**STATED GOAL:**
Reproduce the rows from the line containing "Practice. For this step, pick out the white button-up" through the line containing "point(521, 223)", both included, and leave all other wording unchanged. Multiply each point coordinate in the answers by 1.5 and round the result to a whole number, with halves rounded up.

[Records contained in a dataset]
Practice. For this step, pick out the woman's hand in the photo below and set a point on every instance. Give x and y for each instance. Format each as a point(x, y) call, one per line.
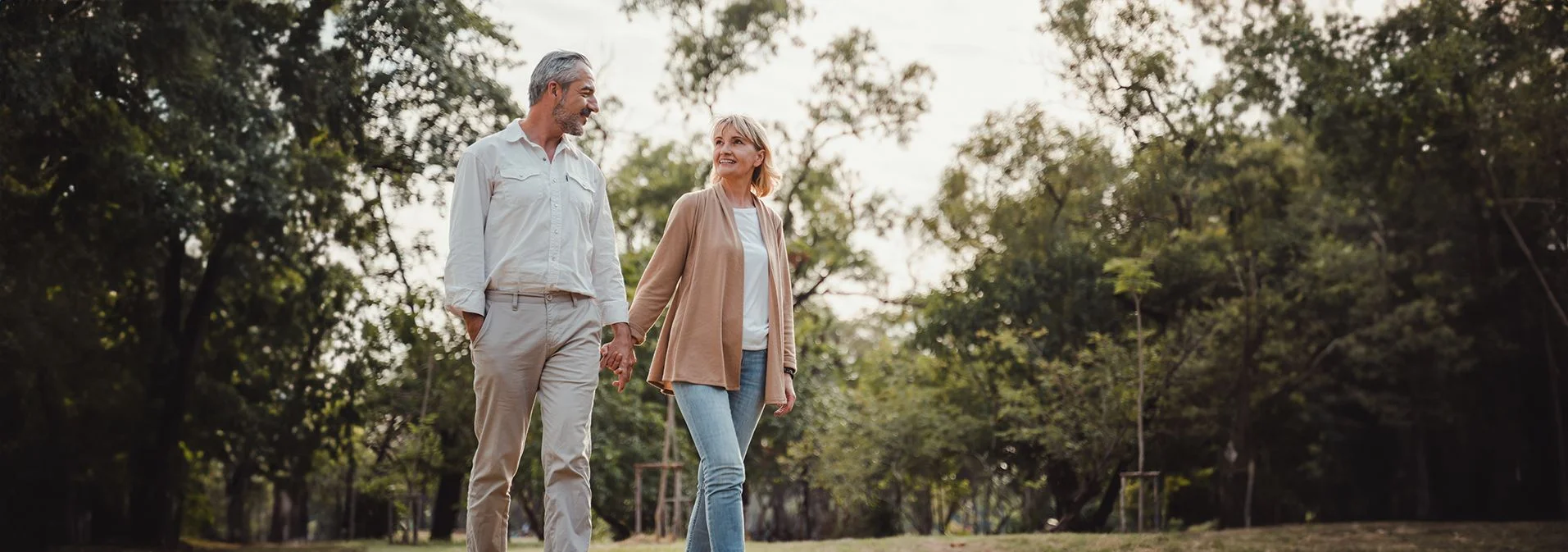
point(789, 397)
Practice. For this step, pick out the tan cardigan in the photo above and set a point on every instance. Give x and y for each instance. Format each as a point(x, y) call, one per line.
point(702, 264)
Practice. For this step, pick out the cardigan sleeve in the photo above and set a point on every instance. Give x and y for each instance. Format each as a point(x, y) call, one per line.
point(788, 314)
point(664, 270)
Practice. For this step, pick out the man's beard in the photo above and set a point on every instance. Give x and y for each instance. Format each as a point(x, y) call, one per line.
point(568, 121)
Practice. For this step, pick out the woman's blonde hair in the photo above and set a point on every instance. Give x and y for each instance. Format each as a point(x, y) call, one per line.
point(764, 176)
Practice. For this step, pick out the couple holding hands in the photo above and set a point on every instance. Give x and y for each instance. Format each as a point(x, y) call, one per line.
point(534, 273)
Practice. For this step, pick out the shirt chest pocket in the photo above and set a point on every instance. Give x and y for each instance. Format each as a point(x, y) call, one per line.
point(579, 192)
point(518, 187)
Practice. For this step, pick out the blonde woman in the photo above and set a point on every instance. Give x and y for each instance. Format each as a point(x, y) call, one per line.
point(728, 345)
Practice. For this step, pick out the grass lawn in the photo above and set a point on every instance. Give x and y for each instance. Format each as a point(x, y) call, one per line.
point(1317, 536)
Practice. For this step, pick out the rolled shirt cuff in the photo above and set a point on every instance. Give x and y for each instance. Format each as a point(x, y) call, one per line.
point(465, 300)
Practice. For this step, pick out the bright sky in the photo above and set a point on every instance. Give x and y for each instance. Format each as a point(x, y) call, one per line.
point(987, 57)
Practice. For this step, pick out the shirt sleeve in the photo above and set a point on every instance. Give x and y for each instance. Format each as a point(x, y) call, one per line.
point(470, 196)
point(609, 285)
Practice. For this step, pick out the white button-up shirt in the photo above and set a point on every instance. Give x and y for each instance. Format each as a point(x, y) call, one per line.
point(521, 223)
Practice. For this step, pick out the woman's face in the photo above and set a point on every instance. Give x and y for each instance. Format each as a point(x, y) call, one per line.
point(734, 157)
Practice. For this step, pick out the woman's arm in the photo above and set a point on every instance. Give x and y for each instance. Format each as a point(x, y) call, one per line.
point(788, 316)
point(664, 270)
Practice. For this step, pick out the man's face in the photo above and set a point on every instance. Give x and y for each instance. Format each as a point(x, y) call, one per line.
point(575, 104)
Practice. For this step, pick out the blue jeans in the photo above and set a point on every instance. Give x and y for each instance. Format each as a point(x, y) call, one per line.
point(721, 424)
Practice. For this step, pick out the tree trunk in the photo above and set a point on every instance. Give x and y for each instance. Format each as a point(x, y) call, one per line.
point(280, 521)
point(239, 491)
point(924, 518)
point(161, 463)
point(300, 509)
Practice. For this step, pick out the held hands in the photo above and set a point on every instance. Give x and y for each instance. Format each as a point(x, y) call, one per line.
point(618, 356)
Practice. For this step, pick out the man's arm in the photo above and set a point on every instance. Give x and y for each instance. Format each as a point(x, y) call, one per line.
point(607, 283)
point(465, 278)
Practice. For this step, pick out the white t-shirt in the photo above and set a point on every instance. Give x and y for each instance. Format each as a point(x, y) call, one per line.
point(755, 333)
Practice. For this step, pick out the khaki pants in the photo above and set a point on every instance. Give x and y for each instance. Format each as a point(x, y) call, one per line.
point(546, 349)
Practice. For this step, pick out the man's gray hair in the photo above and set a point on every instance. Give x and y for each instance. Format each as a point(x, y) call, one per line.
point(558, 66)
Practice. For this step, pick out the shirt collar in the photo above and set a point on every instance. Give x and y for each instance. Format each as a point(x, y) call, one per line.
point(513, 132)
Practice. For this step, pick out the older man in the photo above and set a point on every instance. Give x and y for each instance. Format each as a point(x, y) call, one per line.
point(535, 275)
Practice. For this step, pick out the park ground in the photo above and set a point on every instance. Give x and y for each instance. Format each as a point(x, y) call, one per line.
point(1284, 538)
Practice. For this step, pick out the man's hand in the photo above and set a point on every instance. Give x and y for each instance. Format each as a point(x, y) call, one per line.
point(472, 323)
point(618, 355)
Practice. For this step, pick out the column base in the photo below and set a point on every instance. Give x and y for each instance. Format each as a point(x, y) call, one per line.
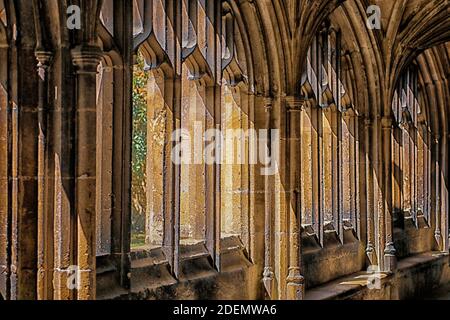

**FINAL ANSWER:**
Practice. For this step, pick out the white button-up shirt in the photo above and set a point on every instance. Give x and y for each instance. Format each as a point(x, y) call, one per line.
point(782, 335)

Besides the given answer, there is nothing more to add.